## PASSAGE SHOWN

By the time Marijuana products reach the provisioning center, the products are essentially already “ready for sale”. Provisioning centers have few remaining costs included and supported as COGS. This means that most provisioning center costs are not deductible.
The important concept to apply here is whether expenditures are necessary to make the inventory ready for sale to a patient (or retail customer). The majority of expenditures a provisioning business will make are related to selling activities – costs incurred after the product is already ready. However, some costs a provisioning center may have are directly necessary to make the marijuana inventory ready for sale. These direct costs may include secure transportation to get the inventory to the provisioning location, testing, and packaging. COGS also often includes inventory inspection, storage, and inventory management costs.
A provisioning center cannot adjust for costs related to marketing and selling (including Bud Tender wages). The business also cannot expense depreciation on sales related furniture (like display cases) or building space. Most rent costs do not qualify as COGS either.
Excise taxes qualify as COGS.
It is important for all marijuana business models to plan with a CPA and industry accounting expert. An experienced CPA can help your business allocate costs to COGS appropriately.
What about Marijuana Safety Compliance (Testing) Facilities and Marijuana Secure Transporters?
Are safety compliance and transportation business models impacted by 280E?
The answer here is that no one knows for sure until tested by IRS response. Michigan was the first state to write into law the requirement for safety compliance and secure transporter facilities as part of the Medical Marijuana Facilities Licensing Act in 2016. Given that state law establishes and requires these activities (at least in Michigan), are they subject to 280E at all?
There is no feedback yet on what stance the IRS will take and enforce.
A safety compliance or secure transportation business owner should discuss these issues with their industry CPA. Discuss thoroughly the impacts and risks of following or not following 280E. The business should have the appropriate knowledge to decide ahead of time.
Assuming the worst and that the IRS will say these businesses must follow 280E since they are marijuana touching-
Impact of 280E Accounting for Marijuana Safety Compliance Facilities (Service Provider):
Marijuana safety compliance businesses may be able to include most of their costs as part of cost of services provided. This means that most testing related costs are deductible, just like most cultivation and processing costs. Negative tax consequences of 280E are significantly less for compliance facilities.

## DATASET RECORDS
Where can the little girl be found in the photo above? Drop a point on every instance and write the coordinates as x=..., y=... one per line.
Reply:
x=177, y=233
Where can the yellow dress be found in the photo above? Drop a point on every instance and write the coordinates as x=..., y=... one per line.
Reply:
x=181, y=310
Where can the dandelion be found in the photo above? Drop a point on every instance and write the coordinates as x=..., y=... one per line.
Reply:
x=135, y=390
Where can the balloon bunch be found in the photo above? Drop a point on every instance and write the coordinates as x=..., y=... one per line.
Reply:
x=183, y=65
==
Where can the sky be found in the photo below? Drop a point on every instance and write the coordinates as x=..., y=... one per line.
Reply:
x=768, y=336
---
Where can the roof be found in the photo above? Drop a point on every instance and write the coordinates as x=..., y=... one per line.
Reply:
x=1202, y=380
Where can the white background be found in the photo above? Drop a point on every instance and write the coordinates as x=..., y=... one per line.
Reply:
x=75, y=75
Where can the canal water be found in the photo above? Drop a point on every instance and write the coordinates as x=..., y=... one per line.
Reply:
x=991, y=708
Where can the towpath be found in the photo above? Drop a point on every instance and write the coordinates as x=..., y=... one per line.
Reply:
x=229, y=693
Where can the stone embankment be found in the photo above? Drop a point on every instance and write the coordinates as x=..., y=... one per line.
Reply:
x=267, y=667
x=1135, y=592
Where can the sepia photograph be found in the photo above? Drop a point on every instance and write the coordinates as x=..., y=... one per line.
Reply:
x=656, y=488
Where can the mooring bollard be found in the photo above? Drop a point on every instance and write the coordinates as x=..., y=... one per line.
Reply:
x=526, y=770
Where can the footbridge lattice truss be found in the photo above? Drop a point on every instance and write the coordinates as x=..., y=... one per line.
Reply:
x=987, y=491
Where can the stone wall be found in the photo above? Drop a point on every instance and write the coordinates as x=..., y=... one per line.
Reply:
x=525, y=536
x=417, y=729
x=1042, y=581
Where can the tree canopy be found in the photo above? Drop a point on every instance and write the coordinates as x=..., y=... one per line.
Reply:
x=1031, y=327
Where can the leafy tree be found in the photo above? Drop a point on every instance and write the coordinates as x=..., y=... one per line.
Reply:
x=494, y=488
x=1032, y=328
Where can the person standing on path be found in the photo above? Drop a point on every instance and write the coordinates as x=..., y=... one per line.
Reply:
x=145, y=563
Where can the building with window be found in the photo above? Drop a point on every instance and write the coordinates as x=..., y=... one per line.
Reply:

## TASK TO CARRY OUT
Reproduce the part of the 280E passage starting with "It is important" and going on through "to COGS appropriately.", word for word. The rows have no connection to the passage about 280E and marijuana business costs.

## WRITTEN SOLUTION
It is important for all marijuana business models to plan with a CPA and industry accounting expert. An experienced CPA can help your business allocate costs to COGS appropriately.